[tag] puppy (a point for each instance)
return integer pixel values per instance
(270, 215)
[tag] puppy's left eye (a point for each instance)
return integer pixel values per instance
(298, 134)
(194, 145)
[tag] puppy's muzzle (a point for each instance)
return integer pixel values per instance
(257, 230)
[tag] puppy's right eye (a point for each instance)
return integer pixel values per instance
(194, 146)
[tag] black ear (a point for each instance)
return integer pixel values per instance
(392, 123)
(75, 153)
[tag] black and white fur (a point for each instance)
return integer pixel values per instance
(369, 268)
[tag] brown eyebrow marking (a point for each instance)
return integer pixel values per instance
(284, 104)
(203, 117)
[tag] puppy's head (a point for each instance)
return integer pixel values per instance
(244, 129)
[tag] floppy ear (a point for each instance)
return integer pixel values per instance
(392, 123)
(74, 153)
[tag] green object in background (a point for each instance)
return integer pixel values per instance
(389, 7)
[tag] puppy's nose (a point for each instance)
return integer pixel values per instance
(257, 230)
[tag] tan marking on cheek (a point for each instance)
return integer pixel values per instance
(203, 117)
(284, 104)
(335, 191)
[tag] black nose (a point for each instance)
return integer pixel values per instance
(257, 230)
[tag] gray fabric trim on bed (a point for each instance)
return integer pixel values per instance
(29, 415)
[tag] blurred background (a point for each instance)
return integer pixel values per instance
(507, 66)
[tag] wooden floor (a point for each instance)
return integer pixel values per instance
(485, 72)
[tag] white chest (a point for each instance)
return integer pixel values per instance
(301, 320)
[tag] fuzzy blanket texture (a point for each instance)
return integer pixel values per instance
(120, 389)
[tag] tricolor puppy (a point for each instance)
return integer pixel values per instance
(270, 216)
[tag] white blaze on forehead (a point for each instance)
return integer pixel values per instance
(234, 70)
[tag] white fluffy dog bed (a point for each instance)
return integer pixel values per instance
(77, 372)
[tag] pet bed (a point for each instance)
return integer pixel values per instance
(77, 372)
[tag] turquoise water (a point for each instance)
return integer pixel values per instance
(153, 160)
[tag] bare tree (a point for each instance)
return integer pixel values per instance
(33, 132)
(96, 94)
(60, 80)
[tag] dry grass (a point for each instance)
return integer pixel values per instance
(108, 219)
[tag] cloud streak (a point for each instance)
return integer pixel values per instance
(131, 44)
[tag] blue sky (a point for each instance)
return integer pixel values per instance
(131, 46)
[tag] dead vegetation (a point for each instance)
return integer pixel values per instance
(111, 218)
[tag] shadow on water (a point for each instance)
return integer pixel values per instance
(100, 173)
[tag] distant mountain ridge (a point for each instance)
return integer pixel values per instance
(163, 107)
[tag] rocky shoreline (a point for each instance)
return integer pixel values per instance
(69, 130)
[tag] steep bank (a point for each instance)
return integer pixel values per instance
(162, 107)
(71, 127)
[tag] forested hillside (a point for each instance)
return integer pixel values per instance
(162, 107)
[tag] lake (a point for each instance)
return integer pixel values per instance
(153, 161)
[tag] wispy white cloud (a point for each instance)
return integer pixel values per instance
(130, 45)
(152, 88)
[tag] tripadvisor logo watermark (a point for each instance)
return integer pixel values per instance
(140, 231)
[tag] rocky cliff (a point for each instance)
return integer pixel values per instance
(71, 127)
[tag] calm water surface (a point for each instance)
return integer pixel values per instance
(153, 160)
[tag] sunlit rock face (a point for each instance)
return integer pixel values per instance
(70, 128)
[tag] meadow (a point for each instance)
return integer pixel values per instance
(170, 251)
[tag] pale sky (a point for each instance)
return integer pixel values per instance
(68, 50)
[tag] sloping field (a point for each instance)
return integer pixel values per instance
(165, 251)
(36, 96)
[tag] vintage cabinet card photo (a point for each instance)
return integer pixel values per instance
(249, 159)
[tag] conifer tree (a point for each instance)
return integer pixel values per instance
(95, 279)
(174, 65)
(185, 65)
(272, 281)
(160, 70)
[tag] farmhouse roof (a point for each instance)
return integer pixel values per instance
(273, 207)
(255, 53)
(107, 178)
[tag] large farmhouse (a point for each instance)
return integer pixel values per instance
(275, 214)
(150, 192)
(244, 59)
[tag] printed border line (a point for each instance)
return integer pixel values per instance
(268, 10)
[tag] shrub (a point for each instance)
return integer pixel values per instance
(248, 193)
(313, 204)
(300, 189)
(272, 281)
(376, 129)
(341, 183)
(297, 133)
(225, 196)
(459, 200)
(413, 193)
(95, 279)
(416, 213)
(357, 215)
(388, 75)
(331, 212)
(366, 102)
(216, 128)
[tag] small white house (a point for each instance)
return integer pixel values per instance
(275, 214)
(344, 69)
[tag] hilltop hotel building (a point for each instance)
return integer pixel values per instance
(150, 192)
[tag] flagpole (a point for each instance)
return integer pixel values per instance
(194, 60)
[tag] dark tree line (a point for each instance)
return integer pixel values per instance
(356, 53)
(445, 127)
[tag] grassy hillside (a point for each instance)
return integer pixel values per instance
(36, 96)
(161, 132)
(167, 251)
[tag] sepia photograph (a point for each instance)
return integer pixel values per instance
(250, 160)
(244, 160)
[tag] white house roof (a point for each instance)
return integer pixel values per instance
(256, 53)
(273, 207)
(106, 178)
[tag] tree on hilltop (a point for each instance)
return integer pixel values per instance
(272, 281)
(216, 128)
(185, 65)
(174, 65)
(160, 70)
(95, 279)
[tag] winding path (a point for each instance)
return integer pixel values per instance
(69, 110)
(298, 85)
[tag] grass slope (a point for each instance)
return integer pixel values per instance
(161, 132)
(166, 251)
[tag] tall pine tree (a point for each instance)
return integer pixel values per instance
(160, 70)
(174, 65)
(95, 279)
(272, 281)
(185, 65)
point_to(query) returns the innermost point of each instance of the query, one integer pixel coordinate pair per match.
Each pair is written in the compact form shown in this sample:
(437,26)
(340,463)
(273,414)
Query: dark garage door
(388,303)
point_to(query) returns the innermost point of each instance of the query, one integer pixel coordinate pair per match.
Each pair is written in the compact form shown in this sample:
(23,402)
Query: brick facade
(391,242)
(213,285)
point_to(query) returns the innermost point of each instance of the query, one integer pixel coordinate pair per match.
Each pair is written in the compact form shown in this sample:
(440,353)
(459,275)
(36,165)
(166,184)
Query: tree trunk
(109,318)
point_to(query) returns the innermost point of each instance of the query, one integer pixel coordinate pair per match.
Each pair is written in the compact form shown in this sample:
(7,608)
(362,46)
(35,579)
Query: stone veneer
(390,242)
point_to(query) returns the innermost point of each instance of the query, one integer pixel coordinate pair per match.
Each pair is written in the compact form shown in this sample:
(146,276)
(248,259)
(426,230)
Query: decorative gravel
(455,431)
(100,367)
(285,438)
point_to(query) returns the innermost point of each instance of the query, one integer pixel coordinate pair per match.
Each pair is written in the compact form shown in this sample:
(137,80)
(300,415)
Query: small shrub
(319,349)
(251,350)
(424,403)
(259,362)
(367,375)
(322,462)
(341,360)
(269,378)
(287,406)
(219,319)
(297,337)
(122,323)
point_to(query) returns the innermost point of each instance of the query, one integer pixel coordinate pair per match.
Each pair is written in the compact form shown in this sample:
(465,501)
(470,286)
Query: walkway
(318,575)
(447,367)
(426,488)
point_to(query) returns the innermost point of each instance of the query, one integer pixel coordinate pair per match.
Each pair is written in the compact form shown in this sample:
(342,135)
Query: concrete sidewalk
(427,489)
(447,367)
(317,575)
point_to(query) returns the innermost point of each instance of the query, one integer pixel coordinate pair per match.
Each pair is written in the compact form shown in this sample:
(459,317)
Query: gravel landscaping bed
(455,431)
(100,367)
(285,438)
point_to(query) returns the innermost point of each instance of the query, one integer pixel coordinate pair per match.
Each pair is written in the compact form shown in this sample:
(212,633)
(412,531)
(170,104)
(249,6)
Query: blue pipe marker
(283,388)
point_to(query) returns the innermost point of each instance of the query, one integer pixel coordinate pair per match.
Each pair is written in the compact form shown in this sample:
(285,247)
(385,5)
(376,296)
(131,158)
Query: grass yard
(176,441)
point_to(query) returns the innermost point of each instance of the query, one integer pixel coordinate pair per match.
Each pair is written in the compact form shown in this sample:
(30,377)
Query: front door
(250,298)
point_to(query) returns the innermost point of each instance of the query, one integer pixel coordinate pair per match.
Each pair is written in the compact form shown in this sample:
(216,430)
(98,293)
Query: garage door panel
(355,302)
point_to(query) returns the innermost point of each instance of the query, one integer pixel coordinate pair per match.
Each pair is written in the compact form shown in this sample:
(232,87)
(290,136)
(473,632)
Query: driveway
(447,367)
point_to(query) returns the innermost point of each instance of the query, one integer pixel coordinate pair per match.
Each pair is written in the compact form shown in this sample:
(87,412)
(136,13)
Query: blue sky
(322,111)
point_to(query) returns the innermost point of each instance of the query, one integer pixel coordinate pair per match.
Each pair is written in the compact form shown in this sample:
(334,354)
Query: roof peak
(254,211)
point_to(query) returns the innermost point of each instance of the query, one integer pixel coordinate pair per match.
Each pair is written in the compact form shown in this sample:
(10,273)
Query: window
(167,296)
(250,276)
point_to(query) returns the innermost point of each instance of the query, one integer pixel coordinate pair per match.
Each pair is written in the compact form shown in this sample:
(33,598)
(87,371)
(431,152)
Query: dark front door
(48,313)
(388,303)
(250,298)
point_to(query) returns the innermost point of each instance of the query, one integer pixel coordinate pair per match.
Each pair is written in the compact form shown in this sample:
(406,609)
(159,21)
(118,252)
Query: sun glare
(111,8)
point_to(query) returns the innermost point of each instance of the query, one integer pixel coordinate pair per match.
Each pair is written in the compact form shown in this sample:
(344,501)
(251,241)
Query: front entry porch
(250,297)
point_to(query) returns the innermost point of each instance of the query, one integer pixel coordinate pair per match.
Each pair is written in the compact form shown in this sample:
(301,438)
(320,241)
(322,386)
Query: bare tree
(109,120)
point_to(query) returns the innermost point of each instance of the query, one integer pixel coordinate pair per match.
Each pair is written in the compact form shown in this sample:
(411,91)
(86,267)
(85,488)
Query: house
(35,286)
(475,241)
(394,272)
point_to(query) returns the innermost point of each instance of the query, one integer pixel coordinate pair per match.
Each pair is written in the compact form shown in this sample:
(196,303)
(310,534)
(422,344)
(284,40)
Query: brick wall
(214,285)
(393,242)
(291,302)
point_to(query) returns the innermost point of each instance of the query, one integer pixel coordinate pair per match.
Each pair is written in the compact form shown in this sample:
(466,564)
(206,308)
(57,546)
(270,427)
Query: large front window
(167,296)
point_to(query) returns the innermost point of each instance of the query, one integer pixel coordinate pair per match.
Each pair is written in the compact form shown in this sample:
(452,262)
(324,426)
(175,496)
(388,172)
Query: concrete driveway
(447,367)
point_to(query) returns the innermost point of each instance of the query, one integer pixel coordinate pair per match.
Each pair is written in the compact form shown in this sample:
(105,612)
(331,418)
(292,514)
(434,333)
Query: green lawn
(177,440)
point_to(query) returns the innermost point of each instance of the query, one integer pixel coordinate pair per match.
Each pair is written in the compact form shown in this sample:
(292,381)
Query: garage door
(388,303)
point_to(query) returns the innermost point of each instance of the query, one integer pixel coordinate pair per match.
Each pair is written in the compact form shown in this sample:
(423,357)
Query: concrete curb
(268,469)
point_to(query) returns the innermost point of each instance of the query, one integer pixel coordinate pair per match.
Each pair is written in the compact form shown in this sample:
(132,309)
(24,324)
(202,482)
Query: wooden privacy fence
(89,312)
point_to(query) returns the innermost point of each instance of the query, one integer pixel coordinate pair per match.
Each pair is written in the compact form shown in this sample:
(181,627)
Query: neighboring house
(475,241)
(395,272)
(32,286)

· · · · ·

* _Task_:
Search the material above for the word "background", then copy each line that holds it.

* _Output for this exercise_:
[tag] green object in background (a point for each instance)
[tag] blurred background (a point for each instance)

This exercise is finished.